Stored items
^^^^^^^^
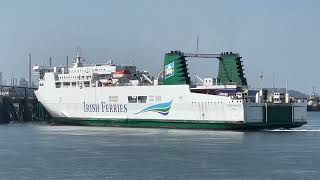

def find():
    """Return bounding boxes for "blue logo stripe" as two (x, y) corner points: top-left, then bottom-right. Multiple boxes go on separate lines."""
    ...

(135, 100), (173, 115)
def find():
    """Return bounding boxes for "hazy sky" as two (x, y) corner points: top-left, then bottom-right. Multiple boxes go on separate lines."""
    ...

(0, 0), (319, 93)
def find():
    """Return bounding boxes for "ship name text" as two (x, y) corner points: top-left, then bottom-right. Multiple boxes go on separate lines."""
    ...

(83, 102), (128, 113)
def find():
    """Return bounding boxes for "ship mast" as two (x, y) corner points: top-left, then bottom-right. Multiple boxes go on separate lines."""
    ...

(73, 47), (83, 67)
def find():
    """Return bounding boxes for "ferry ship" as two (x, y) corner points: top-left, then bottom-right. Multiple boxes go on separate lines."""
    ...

(307, 93), (320, 111)
(33, 50), (307, 130)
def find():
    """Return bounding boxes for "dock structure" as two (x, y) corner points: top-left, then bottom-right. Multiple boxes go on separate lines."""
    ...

(0, 85), (48, 124)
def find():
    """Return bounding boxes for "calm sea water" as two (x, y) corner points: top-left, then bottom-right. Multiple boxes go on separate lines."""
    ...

(1, 113), (320, 180)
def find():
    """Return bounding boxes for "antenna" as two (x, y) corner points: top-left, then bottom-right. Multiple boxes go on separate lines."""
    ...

(76, 46), (82, 57)
(0, 65), (2, 85)
(75, 46), (82, 63)
(49, 56), (52, 67)
(272, 72), (275, 94)
(196, 35), (199, 53)
(66, 56), (69, 68)
(259, 70), (263, 91)
(74, 46), (83, 67)
(28, 53), (32, 87)
(312, 86), (316, 95)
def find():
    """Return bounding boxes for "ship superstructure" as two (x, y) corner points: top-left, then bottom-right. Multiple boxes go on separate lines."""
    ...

(307, 94), (320, 111)
(33, 50), (307, 130)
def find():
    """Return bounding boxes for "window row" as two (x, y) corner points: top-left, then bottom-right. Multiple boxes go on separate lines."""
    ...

(58, 75), (92, 80)
(128, 96), (147, 103)
(55, 81), (91, 88)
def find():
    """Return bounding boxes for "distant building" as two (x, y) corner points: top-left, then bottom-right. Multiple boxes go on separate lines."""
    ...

(0, 72), (2, 85)
(31, 81), (36, 88)
(19, 77), (29, 87)
(10, 78), (18, 86)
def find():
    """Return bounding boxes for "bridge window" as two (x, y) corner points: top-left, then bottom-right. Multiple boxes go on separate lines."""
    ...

(72, 82), (76, 87)
(63, 82), (70, 87)
(55, 82), (61, 88)
(84, 81), (90, 87)
(128, 96), (137, 103)
(138, 96), (147, 103)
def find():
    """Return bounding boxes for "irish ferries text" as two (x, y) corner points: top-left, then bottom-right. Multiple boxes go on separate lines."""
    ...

(83, 102), (128, 113)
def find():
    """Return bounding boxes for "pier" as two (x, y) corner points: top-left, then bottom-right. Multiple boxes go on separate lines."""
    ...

(0, 85), (48, 124)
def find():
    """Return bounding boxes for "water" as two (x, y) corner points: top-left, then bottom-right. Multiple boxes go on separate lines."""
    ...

(1, 114), (320, 180)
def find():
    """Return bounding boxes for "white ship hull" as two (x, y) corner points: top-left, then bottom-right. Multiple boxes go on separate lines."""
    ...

(35, 84), (307, 130)
(33, 50), (307, 130)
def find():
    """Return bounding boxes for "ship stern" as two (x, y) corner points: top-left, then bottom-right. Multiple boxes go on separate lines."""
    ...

(244, 102), (307, 130)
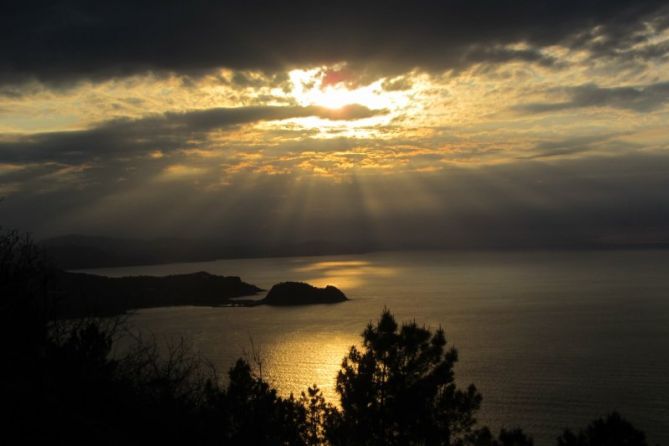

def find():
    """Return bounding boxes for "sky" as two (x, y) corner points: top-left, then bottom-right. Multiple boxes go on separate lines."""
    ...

(1, 1), (669, 249)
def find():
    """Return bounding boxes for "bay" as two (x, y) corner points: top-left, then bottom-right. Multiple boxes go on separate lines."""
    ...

(85, 250), (669, 445)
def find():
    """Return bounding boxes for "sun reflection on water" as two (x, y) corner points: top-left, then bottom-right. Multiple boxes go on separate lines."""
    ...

(261, 333), (357, 404)
(292, 259), (397, 289)
(293, 260), (372, 272)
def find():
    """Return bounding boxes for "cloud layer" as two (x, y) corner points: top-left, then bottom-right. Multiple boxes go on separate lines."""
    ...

(0, 104), (386, 163)
(517, 82), (669, 113)
(2, 1), (668, 85)
(2, 1), (669, 249)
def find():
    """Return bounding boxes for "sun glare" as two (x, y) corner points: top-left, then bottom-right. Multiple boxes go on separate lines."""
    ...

(313, 86), (360, 109)
(288, 67), (403, 111)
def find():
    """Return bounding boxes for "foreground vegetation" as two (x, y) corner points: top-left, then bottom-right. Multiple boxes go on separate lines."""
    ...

(0, 228), (655, 445)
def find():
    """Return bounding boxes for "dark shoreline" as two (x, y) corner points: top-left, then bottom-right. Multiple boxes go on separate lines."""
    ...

(54, 272), (348, 317)
(53, 270), (262, 318)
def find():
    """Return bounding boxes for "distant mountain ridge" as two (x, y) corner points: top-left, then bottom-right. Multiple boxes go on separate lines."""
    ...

(41, 234), (669, 270)
(41, 235), (372, 269)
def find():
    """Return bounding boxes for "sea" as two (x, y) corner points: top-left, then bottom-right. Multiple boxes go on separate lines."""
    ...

(84, 250), (669, 445)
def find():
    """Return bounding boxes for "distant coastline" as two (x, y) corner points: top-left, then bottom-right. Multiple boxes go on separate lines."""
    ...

(41, 234), (669, 270)
(42, 235), (372, 270)
(54, 270), (263, 318)
(54, 271), (347, 317)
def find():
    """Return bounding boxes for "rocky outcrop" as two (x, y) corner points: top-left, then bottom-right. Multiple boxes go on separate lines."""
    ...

(261, 282), (348, 306)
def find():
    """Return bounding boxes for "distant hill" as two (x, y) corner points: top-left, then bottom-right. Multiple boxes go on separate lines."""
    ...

(41, 235), (372, 269)
(52, 270), (262, 318)
(41, 233), (669, 271)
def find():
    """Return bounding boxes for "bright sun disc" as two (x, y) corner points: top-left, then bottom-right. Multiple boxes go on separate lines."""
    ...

(288, 68), (398, 111)
(313, 86), (357, 109)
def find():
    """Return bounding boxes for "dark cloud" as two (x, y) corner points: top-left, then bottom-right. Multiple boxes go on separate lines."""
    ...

(2, 1), (668, 86)
(618, 39), (669, 60)
(381, 77), (413, 92)
(521, 134), (625, 159)
(230, 72), (265, 88)
(0, 104), (385, 164)
(462, 45), (558, 67)
(516, 81), (669, 113)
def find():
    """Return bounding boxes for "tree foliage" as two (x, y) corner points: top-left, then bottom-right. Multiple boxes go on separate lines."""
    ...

(205, 358), (307, 445)
(557, 412), (648, 446)
(334, 309), (486, 445)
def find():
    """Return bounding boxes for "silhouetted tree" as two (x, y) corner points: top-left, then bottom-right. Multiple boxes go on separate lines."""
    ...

(300, 385), (340, 445)
(466, 427), (534, 446)
(334, 309), (487, 445)
(204, 358), (307, 445)
(494, 428), (535, 446)
(557, 412), (648, 446)
(1, 227), (58, 440)
(0, 227), (53, 365)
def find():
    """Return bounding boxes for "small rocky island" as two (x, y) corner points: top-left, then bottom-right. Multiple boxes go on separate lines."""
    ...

(261, 281), (348, 306)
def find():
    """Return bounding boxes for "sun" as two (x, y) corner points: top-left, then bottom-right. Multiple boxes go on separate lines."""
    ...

(312, 85), (360, 109)
(288, 67), (397, 111)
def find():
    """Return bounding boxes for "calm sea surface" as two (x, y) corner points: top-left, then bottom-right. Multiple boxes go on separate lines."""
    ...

(85, 250), (669, 445)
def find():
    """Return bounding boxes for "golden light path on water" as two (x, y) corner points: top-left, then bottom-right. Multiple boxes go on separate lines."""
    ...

(294, 260), (397, 290)
(259, 260), (397, 402)
(259, 333), (356, 404)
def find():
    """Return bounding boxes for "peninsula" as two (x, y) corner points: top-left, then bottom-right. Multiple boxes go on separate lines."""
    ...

(54, 270), (262, 317)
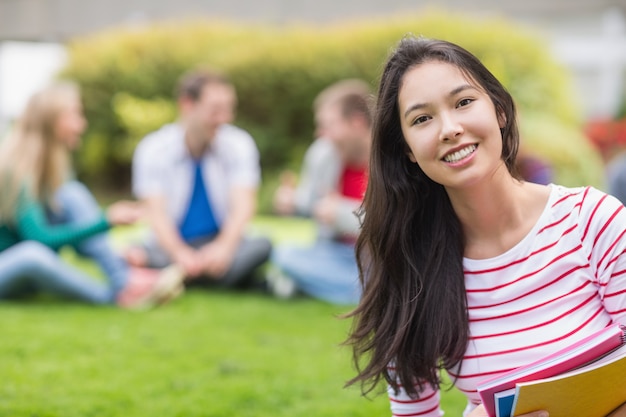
^^^^^^^^
- [PROBLEM TO WORK ON] Would you copy out each line of the records above where the word "tree" occurs?

- [RESULT FOR THIS TASK]
    """Return bounding boxes for "tree foliage" as two (x, y) corner points: top-left, then bottom-right. Multiple boxes go on separate lines."""
    """Return bounding boxes for "silhouetted tree" as two (x, y) corner points: top-left, then bottom-right. Multiple boxes go on separate lines."""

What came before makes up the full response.